Requirement:
Extract each line of the listing below that contains the string "tree", copying every such line in full and in its original order.
** start Records for the task **
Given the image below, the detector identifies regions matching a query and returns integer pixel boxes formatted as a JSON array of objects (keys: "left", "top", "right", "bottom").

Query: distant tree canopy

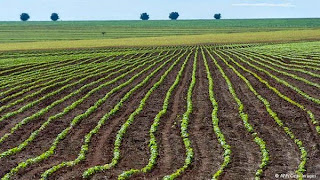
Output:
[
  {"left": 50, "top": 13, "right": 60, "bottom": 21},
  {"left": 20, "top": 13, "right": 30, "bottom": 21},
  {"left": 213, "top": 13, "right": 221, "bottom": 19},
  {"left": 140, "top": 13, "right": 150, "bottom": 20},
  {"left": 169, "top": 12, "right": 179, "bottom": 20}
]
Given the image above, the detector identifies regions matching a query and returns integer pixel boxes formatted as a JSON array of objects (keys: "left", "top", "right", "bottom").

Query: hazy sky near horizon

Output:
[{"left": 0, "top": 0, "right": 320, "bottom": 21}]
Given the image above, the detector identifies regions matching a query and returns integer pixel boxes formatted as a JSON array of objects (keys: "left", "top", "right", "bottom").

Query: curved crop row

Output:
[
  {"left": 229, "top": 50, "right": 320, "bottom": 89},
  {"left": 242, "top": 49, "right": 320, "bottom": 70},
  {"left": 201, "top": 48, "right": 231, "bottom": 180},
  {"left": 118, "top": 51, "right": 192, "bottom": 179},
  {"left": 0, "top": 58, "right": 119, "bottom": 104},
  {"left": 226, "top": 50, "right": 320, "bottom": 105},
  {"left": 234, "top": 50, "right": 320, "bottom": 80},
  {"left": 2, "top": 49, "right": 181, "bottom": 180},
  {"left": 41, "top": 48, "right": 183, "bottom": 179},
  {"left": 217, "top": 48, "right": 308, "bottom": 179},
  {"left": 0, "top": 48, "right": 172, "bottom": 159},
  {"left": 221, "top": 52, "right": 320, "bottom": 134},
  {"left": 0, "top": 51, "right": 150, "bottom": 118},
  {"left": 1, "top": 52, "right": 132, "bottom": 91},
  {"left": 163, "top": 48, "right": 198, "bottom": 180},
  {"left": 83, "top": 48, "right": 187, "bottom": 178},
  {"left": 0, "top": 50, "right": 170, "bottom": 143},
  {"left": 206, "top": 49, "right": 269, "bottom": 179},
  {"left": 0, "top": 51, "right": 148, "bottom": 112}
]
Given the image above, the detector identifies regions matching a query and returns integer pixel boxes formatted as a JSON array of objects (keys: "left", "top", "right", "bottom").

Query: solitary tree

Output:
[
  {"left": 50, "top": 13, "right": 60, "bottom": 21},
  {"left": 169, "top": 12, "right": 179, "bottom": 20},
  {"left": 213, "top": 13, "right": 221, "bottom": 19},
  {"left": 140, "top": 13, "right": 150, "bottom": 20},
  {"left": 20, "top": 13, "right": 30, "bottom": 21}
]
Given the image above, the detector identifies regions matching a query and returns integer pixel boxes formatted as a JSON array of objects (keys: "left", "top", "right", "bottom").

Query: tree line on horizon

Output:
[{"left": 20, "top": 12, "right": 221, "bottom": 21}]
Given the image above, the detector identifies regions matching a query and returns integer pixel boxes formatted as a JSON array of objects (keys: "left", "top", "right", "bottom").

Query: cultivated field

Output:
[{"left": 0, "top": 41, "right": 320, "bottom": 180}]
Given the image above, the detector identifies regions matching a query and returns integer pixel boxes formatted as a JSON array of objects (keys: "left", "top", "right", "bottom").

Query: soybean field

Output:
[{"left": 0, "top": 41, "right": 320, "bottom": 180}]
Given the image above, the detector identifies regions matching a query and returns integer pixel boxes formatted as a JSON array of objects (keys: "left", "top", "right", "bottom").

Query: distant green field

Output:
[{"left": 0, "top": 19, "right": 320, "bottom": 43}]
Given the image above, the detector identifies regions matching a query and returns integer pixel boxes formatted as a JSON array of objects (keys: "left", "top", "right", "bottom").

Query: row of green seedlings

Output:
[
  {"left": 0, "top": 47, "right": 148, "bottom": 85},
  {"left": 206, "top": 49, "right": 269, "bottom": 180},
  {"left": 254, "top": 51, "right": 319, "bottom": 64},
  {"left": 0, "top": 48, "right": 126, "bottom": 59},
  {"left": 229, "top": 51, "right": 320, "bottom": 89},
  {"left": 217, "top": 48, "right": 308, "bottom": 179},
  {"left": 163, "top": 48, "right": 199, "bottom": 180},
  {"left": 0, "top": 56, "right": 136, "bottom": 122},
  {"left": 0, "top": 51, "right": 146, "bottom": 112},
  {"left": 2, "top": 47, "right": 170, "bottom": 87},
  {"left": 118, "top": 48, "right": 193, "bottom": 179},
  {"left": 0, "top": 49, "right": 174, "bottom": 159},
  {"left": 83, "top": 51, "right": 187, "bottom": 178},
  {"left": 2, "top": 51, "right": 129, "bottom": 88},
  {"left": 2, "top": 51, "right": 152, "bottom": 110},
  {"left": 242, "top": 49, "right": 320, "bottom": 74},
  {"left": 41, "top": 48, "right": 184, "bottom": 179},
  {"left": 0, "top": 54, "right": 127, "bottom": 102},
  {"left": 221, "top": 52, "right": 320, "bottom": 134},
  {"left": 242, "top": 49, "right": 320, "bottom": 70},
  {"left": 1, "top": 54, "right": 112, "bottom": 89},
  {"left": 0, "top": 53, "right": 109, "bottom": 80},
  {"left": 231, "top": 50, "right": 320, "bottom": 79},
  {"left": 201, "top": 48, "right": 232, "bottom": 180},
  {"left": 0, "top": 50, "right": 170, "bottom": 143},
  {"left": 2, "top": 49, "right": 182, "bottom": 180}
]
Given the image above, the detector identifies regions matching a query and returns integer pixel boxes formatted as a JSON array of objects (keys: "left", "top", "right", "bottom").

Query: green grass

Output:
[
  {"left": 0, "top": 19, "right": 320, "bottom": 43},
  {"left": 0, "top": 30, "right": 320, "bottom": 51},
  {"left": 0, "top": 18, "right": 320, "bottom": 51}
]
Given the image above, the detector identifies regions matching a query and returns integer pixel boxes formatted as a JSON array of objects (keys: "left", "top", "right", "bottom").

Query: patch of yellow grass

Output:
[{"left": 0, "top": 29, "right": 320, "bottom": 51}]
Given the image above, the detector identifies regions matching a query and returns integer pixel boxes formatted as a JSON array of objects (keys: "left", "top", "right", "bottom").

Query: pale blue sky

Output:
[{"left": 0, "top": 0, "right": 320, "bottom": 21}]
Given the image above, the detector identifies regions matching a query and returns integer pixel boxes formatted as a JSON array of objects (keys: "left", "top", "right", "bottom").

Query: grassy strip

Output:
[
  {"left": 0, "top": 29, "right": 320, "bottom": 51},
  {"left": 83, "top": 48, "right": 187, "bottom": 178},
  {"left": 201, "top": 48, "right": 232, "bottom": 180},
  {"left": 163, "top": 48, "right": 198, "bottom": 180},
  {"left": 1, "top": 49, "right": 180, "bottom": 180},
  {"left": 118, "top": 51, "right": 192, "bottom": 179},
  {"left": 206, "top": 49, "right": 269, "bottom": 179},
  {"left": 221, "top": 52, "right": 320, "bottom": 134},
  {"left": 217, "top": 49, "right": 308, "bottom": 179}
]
** end Records for the task **
Solution for this exercise:
Query: distant tree canopy
Query: solitary tree
Query: tree line on horizon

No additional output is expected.